▶ **TASKS TO COMPLETE**
a) Please write out the Debian Package Tracking System text word for word, starting at "This is a revised" and ending at "at the workshop.".
b) Continue the Debian Package Tracking System text from where it stops.

▶ **TEXT EXTRACT**
The Debian Package Tracking System is a Web dashboard for Debian contributors and advanced users. This central tool publishes the status of subsequent releases of source packages in the Debian distribution.
It has been improved to generate RDF meta-data documenting the source packages, their releases and links to other packaging artifacts, using the ADMS.SW 1.0 model. This constitutes an authoritative source of machine-readable Debian "facts" and proposes a reference URI naming scheme for Linked Data resources about Debian packages.
This should enable the interlinking of these Debian package descriptions with other ADMS.SW or DOAP descriptions of FLOSS projects available on the Semantic Web also using Linked Data principles. This will be particularly interesting for traceability with upstream projects whose releases are packaged in Debian, derivative distributions reusing Debian source packages, or with other FLOSS distributions.
This is a revised version of a previous paper  which was initially accepted at the 8th International Workshop on Semantic Web Enabled Software Engineering (SWESE 2012), but that the authors weren't able to present physically at the workshop.

▶ **STORED ROWS**
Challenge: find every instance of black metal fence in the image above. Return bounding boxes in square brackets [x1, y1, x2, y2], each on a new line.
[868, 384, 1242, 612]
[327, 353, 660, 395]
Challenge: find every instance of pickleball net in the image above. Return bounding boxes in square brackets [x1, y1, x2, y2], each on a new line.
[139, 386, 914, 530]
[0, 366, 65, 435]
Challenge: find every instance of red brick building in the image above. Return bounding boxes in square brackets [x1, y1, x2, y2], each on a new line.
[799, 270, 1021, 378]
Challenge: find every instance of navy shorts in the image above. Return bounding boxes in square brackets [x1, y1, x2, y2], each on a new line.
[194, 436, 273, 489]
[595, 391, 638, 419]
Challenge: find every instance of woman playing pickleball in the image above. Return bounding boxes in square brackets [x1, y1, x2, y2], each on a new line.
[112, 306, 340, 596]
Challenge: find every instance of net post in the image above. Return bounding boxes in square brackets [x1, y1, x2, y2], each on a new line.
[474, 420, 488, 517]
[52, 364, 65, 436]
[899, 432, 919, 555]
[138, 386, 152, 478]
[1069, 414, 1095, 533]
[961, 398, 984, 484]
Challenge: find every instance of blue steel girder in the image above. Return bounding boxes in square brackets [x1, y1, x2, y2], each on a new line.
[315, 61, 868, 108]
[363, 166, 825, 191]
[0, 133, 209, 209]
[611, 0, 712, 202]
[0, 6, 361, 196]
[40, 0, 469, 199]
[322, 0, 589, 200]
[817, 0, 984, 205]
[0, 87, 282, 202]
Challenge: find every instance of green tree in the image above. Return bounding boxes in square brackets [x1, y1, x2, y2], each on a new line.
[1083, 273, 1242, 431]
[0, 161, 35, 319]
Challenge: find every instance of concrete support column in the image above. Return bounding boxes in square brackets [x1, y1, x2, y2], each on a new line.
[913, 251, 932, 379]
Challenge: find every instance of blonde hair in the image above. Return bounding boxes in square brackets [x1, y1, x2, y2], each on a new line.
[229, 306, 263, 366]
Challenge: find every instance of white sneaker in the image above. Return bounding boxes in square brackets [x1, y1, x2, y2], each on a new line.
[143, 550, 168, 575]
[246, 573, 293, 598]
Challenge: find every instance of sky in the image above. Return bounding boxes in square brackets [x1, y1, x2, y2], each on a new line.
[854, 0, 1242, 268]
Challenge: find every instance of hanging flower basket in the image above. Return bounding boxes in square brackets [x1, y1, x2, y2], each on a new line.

▶ **RESPONSES TO THE EXERCISE**
a)
This is a revised version of a previous paper  which was initially accepted at the 8th International Workshop on Semantic Web Enabled Software Engineering (SWESE 2012), but that the authors weren't able to present physically at the workshop.

b)
Asset Description Metadata Schema for Software (ADMS.SW) is a novel ontology developped for describing software packages, releases and projects, which can be applied to describe packages in a Free, Libre and Open Source Software (FLOSS) distribution, using Semantic Web techniques. We consider it is a foundational component that will allow to conduct future Quality Assurance or other large scale FLOSS studies across the Linked Open Data cloud .
FLOSS software ecosystems are composed of many different actors collaborating around single programs, from original upstream authors to downstream packagers in distributions like Debian. Descriptions of FLOSS development artifacts made with standardized and semantic formats like ADMS.SW can help trace some of the process which generally happen in various venues across the ecosystem.
The Need for Linked Data Descriptions of FLOSS
Constructing models of interactions happening along the FLOSS production lines can be interesting, both for researchers and practitioners. Research in empirical software engineering can for instance involve studies conducted by modeling properties and relations between FLOSS production artifacts and actors.
The Semantic Web techniques bring key benefits in terms of semantic interoperability : using a W3C standard like RDF  which is natively extensible helps integrate potentially incoherent data, which fits quite well large scale problems. The size of the communities and diversity of actors and tools present in large FLOSS ecosystems qualify well for such an approach .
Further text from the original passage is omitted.